-- BEGIN Passage shown --

Pearce also played other related games. In 1859 a group of English cricketers toured the United States. Riding the hype, some New Yorkers in 1860 formed the American Cricket Club, which included Pearce, Creighton, Asa Brainard, and other baseball players. In truth, the baseball men played relatively few cricket matches before the club was melded into another in 1861. Pearce also played the trendy ice baseball, which was introduced around this time. He played a game or two on skates many winters into the 1870s.

It appears that Pearce and James Creighton were among the very first to derive an income from the game, along with perhaps Al Reach, moving the game toward semi-professionalism and professionalism. The specifics are fuzzy at best as payments weren’t made aboveboard. At the time it was very unpopular to pay players. The ideals of amateurism were held as a high standard. Payments from club officials, if made, were done under the table. Fans made an effort to show their appreciation as well. On November 16, 1861, friends of Pearce’s organized a benefit game for him. Ten cents admission was charged with all the proceeds headed to the player. The gracious Pearce insisted that his good friend and fellow star Creighton reap half the rewards. Unfortunately, the contest was held late in the year, and the bleak weather severely limited the gate.

The Atlantics were a working-class, competitive nine. They were juxtaposed against the supposedly more professional, career-minded Excelsiors of Brooklyn, for whom Creighton starred until his early death at the age of 21 in October 1862. The Excelsiors were said to be more gentlemanly, interested in sportsmanship and the ideals of amateurism more than championships. Or perhaps this was merely self-justification, as the Atlantics were copping all the championships. The Atlantics were definitely more combative on the field, to the shock of many. The men were verbally aggressive with opponents – and with each other in fact. Pearce fit that mold; he had a temper. He was chastised by reporters for it and at times ran afoul of the umpire. He seemed to calm down some by 1870 as Henry Chadwick commented, “Dick used to be a first class growler … but he has wisely seen the error of his ways in this respect and since then has got that temper of his under excellent control.”

It may be that Pearce just didn’t need to display temper as much. He was no longer captain of the Atlantics by that time. The job was taken over by the younger Bob Ferguson, who was as combative as they came during the era. Perhaps Pearce’s competitive nature can be garnered from an old-timers game in August 1888, when he was 52 years old. According to the New York Times, “The ancients went on the field under the captaincy of Dickey Pearce, the once famous shortstop of the Atlantics. … Mr. Pearce was the only one who made any attempt at real playing and he distinguished himself by some really clever pick-ups and throws. … This kind of playing made Mr. Pearce angry and his old-time blood was up. He shouted at his men until his face got red.”

-- END Passage shown --

Problem set
- 1) List every person named in the passage about Dick Pearce's baseball career.
- 2) Reproduce the part of the Dick Pearce passage between "It appears that" and "limited the gate.", inclusive.
- 3) Pick up the passage about Dick Pearce's baseball career where it stops and continue it.

-- BEGIN Stored data --

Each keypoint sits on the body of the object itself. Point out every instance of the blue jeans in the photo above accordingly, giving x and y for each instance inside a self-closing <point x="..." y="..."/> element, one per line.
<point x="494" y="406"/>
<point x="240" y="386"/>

-- END Stored data --

Answers to the exercise
- 1) Dick Pearce, James Creighton, Asa Brainard, Al Reach, Henry Chadwick, Bob Ferguson

- 2)
It appears that Pearce and James Creighton were among the very first to derive an income from the game, along with perhaps Al Reach, moving the game toward semi-professionalism and professionalism. The specifics are fuzzy at best as payments weren’t made aboveboard. At the time it was very unpopular to pay players. The ideals of amateurism were held as a high standard. Payments from club officials, if made, were done under the table. Fans made an effort to show their appreciation as well. On November 16, 1861, friends of Pearce’s organized a benefit game for him. Ten cents admission was charged with all the proceeds headed to the player. The gracious Pearce insisted that his good friend and fellow star Creighton reap half the rewards. Unfortunately, the contest was held late in the year, and the bleak weather severely limited the gate.

- 3)
In 1861 Pearce led the National Association of Base Ball Players in runs scored. In 1864 he placed second behind teammate Charlie Smith. That year, the Atlantics began their next dynasty, going 20-0-1 in NABBP competition. They copped the championship three years in a row. On October 13, 1864, Pearce participated in perhaps the sport’s first old-timers game. The contest pitted the 1861 Atlantics against the 1864 Atlantics. Pearce played for the older squad, but the “Youngsters” won, 19-11.

Pearce captained the club through 1865. In early 1866, the Excelsiors enticed Pearce, Fred Crane, and Frank Norton to jump the Atlantics. The move stoked the existing hard feelings between the two clubs and further sparked their rivalry. In truth, the exact reason for the trio’s departure is a mystery. However, considering the changes in the game at this time, it’s a good bet that the trio’s transfer was financially motivated. Pearce, the team’s new captain, appeared in five NABBP games for the Excelsiors before he and Crane returned to the Atlantics in August. Under NABBP rules, however, they weren’t permitted to play for 30 days. Nevertheless, the Atlantics took their third consecutive pennant without Pearce’s services for much of the season.

Pearce also made his mark on the game with his bat. He originated and excelled in three areas that substantially affected the dynamic between the batter, pitcher, and fielders: bunting; fair-foul hitting; and place-hitting. The three are closely linked and make up, in the vernacular of the day, “scientific” or “intelligent” hitting. Basically, this meant a thoughtful approach at the plate outside the normal rearing back and swinging with all one’s might.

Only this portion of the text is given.